Please print all of the records shown below, exactly as given.

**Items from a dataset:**
——————————

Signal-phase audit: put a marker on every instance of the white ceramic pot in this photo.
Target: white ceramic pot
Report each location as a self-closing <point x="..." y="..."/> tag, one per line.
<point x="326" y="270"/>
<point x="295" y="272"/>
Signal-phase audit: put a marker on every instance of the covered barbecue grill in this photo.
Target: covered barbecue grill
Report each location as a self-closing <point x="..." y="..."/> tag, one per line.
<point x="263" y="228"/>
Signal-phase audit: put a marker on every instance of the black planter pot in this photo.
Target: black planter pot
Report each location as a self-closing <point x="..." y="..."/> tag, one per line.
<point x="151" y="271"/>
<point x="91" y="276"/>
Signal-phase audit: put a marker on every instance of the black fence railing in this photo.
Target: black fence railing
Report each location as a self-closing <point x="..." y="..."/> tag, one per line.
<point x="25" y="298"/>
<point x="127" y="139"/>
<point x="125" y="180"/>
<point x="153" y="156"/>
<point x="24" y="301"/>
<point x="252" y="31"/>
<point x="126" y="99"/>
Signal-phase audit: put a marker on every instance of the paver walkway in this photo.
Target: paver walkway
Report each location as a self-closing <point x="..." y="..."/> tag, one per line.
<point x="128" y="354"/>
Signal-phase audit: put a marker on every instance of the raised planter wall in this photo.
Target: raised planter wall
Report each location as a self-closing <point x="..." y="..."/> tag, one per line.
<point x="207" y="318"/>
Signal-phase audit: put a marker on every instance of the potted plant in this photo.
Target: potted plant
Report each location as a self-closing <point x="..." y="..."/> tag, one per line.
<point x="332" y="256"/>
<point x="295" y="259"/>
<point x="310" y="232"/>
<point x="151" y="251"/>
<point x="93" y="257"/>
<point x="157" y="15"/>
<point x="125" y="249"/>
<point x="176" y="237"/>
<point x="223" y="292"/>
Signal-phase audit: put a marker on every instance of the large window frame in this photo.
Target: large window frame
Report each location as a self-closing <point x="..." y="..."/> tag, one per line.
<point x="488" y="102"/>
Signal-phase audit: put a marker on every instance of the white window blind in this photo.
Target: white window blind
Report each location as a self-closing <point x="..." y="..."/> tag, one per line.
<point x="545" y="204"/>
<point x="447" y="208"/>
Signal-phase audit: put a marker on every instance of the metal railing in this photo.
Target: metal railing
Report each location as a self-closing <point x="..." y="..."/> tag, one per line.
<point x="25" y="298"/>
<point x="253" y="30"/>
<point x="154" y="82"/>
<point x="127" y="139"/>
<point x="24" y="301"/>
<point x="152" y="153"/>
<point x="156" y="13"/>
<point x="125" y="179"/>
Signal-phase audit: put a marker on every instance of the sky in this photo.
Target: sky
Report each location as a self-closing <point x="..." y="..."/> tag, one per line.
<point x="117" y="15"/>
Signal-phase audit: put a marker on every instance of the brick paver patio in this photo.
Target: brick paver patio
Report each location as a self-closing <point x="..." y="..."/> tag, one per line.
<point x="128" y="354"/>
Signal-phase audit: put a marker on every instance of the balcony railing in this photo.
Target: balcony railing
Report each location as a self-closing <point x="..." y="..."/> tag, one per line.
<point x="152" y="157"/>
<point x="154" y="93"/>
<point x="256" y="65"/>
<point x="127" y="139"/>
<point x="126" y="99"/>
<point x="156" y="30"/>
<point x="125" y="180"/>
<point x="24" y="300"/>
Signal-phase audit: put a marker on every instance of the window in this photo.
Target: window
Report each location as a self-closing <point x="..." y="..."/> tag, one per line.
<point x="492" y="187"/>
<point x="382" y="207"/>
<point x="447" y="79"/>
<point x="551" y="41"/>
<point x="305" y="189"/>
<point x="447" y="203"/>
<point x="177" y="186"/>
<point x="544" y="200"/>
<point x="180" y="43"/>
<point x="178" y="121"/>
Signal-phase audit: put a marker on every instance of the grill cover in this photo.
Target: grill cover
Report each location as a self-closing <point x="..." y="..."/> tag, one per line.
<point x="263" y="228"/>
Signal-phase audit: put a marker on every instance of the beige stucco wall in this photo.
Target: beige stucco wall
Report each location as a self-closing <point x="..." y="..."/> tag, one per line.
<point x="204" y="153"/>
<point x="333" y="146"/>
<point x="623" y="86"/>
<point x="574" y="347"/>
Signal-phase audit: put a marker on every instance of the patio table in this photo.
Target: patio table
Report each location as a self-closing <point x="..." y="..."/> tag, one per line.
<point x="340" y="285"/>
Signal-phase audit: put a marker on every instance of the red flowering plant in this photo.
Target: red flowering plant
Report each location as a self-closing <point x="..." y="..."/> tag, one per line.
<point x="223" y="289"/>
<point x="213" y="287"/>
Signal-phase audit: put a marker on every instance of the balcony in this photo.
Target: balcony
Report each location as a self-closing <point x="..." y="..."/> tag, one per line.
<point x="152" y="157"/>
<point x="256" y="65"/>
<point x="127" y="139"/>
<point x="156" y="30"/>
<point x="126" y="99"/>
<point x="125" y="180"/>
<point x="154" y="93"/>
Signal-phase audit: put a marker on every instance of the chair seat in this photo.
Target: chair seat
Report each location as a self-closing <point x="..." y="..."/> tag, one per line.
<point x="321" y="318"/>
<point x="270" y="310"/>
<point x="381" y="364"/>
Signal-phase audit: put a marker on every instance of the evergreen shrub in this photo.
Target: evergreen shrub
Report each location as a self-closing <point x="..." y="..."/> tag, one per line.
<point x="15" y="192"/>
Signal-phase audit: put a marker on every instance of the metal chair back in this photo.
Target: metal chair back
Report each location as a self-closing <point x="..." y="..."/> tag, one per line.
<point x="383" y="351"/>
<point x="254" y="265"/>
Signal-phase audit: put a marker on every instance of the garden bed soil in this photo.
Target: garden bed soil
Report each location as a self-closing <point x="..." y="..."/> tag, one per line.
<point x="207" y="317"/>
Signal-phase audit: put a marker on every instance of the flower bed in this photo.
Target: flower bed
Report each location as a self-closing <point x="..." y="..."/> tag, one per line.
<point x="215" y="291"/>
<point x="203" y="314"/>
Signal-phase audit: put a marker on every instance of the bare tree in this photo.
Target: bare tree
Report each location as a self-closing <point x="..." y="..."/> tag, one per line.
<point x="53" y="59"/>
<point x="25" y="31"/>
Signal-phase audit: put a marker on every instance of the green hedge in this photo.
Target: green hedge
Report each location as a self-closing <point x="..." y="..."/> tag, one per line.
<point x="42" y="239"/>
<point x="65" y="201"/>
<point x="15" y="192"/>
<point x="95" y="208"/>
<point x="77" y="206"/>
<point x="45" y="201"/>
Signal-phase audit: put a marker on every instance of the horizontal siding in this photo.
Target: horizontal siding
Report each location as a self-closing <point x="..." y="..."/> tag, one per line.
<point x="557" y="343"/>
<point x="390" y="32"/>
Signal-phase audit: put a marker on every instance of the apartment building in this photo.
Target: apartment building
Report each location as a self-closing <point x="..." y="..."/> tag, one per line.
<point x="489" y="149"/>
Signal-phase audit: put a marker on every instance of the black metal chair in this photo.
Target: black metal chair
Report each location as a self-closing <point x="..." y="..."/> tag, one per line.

——————————

**Written answer:**
Signal-phase audit: put a marker on every instance of the white ceramic pot in this photo.
Target: white ceramic pot
Report each location as a self-closing <point x="..." y="..."/> tag, one per line.
<point x="326" y="270"/>
<point x="295" y="272"/>
Signal-phase audit: put a marker on every instance of the covered barbecue grill in this photo.
Target: covered barbecue grill
Report each location as a self-closing <point x="..." y="..."/> tag, one per line.
<point x="263" y="228"/>
Signal-phase audit: put a marker on every instance of the black planter pot in this photo.
Target: black planter pot
Report each location as a self-closing <point x="..." y="..."/> tag, one per line.
<point x="151" y="271"/>
<point x="91" y="276"/>
Signal-phase audit: put a marker on every instance of the black fence railing in this photo.
Target: black fence railing
Report each location as a self-closing <point x="..." y="..."/> tag, one per line.
<point x="25" y="298"/>
<point x="127" y="139"/>
<point x="125" y="180"/>
<point x="153" y="156"/>
<point x="24" y="301"/>
<point x="252" y="31"/>
<point x="126" y="99"/>
Signal-phase audit: put a marker on every instance of the paver walkway in this photo.
Target: paver walkway
Report each location as a self-closing <point x="..." y="..."/> tag, one per line.
<point x="128" y="354"/>
Signal-phase audit: put a marker on every instance of the raised planter wall in this photo.
Target: raised planter wall
Report each location as a self-closing <point x="..." y="..."/> tag, one per line.
<point x="207" y="318"/>
Signal-phase audit: put a marker on every instance of the potted plant in this photo.
Target: potted plant
Report each location as a self-closing <point x="..." y="..."/> tag, one per line.
<point x="332" y="256"/>
<point x="295" y="259"/>
<point x="310" y="232"/>
<point x="151" y="251"/>
<point x="93" y="257"/>
<point x="157" y="15"/>
<point x="125" y="249"/>
<point x="176" y="237"/>
<point x="223" y="292"/>
Signal-phase audit: put a marker on every instance of the large window frame in this photo.
Target: large window frame
Report each location as a self-closing <point x="..." y="..."/> tag, one per line.
<point x="488" y="102"/>
Signal-phase audit: put a marker on every instance of the white window blind in this photo.
Target: white window blind
Report each location as a self-closing <point x="..." y="..."/> tag, one per line.
<point x="545" y="204"/>
<point x="447" y="208"/>
Signal-phase audit: put a marker on every instance of the metal railing in this photo.
Target: metal railing
Report each location as a self-closing <point x="..." y="..."/> tag, one per line.
<point x="25" y="298"/>
<point x="253" y="30"/>
<point x="154" y="82"/>
<point x="127" y="139"/>
<point x="24" y="301"/>
<point x="152" y="153"/>
<point x="156" y="13"/>
<point x="125" y="179"/>
Signal-phase audit: put a marker on every instance of the sky in this photo.
Target: sky
Report each location as a self-closing <point x="..." y="..."/> tag, one per line.
<point x="117" y="15"/>
Signal-phase audit: put a marker on every instance of the brick paver patio in this photo.
Target: brick paver patio
Report each location as a self-closing <point x="..." y="..."/> tag, one per line.
<point x="128" y="354"/>
Signal-phase audit: put a marker on every instance of the balcony railing in this photo.
Target: balcony railing
Report each location as a self-closing <point x="..." y="..."/> tag, one per line.
<point x="152" y="157"/>
<point x="154" y="93"/>
<point x="256" y="65"/>
<point x="127" y="139"/>
<point x="126" y="99"/>
<point x="156" y="30"/>
<point x="125" y="180"/>
<point x="24" y="300"/>
Signal-phase audit: put a marker on every instance of the window in this photo.
Target: window
Report each location as a self-closing <point x="..." y="..."/> tag, one per line.
<point x="492" y="187"/>
<point x="382" y="207"/>
<point x="447" y="79"/>
<point x="551" y="41"/>
<point x="305" y="189"/>
<point x="447" y="203"/>
<point x="177" y="186"/>
<point x="544" y="200"/>
<point x="180" y="43"/>
<point x="178" y="121"/>
Signal-phase audit: put a marker on every instance of the grill cover in this photo.
Target: grill cover
Report each location as a self-closing <point x="..." y="..."/> tag, one per line.
<point x="263" y="228"/>
Signal-phase audit: put a marker on every instance of the beige stucco wall in this photo.
Target: beige stucco wall
Report each location as a self-closing <point x="..." y="..."/> tag, one per line.
<point x="204" y="153"/>
<point x="333" y="146"/>
<point x="623" y="86"/>
<point x="574" y="347"/>
Signal-phase audit: put a marker on every instance of the patio table in this photo.
Target: patio table
Report each location as a self-closing <point x="..." y="..."/> tag, one per line.
<point x="340" y="285"/>
Signal-phase audit: put a marker on every instance of the red flowering plant in this photo.
Target: red flowering plant
Report each location as a self-closing <point x="..." y="..."/> tag, one per line.
<point x="223" y="289"/>
<point x="213" y="287"/>
Signal-phase audit: put a marker on every instance of the balcony in this photo.
Target: balcony
Report each location as a self-closing <point x="..." y="..."/> tag, one per line.
<point x="152" y="157"/>
<point x="256" y="65"/>
<point x="127" y="139"/>
<point x="156" y="30"/>
<point x="126" y="99"/>
<point x="125" y="180"/>
<point x="154" y="93"/>
Signal-phase audit: put a marker on every instance of the chair seat in this photo.
Target: chair seat
Report each location as a self-closing <point x="..." y="..."/> tag, one per line.
<point x="321" y="318"/>
<point x="270" y="310"/>
<point x="381" y="364"/>
Signal-phase audit: put a marker on every instance of the evergreen shrub in this photo.
Target: evergreen shrub
Report each location as a self-closing <point x="..." y="..."/> tag, one per line.
<point x="15" y="192"/>
Signal-phase audit: put a marker on every instance of the metal chair back in this photo.
Target: metal chair back
Report each location as a self-closing <point x="..." y="..."/> tag, one per line.
<point x="383" y="351"/>
<point x="254" y="265"/>
Signal-phase audit: put a marker on every instance of the garden bed soil in this photo.
Target: garden bed soil
Report each location as a self-closing <point x="..." y="..."/> tag, one per line.
<point x="207" y="317"/>
Signal-phase audit: put a marker on every instance of the flower bed in this photo.
Target: flower bed
Report each location as a self-closing <point x="..." y="..."/> tag, one per line.
<point x="215" y="291"/>
<point x="203" y="314"/>
Signal-phase audit: put a marker on every instance of the bare tree in this photo.
Target: bare tree
Report each location as a self-closing <point x="..." y="..."/> tag, one per line.
<point x="53" y="59"/>
<point x="25" y="31"/>
Signal-phase audit: put a marker on every instance of the green hedge in this photo.
Target: green hedge
Report each location as a self-closing <point x="..." y="..."/> tag, one per line.
<point x="42" y="239"/>
<point x="65" y="201"/>
<point x="15" y="192"/>
<point x="95" y="208"/>
<point x="77" y="206"/>
<point x="45" y="201"/>
Signal-phase audit: put a marker on every instance of the horizontal siding in this photo.
Target: horizontal siding
Report each location as a self-closing <point x="..." y="..."/> tag, one per line.
<point x="557" y="343"/>
<point x="390" y="32"/>
Signal-phase audit: put a marker on every instance of the apartment building in this photo.
Target: apartment building
Report each location as a self-closing <point x="..." y="..."/> tag, one per line.
<point x="489" y="149"/>
Signal-phase audit: put a marker on every instance of the black metal chair in this photo.
Target: black metal chair
Report each location as a self-closing <point x="..." y="..."/> tag, one per line.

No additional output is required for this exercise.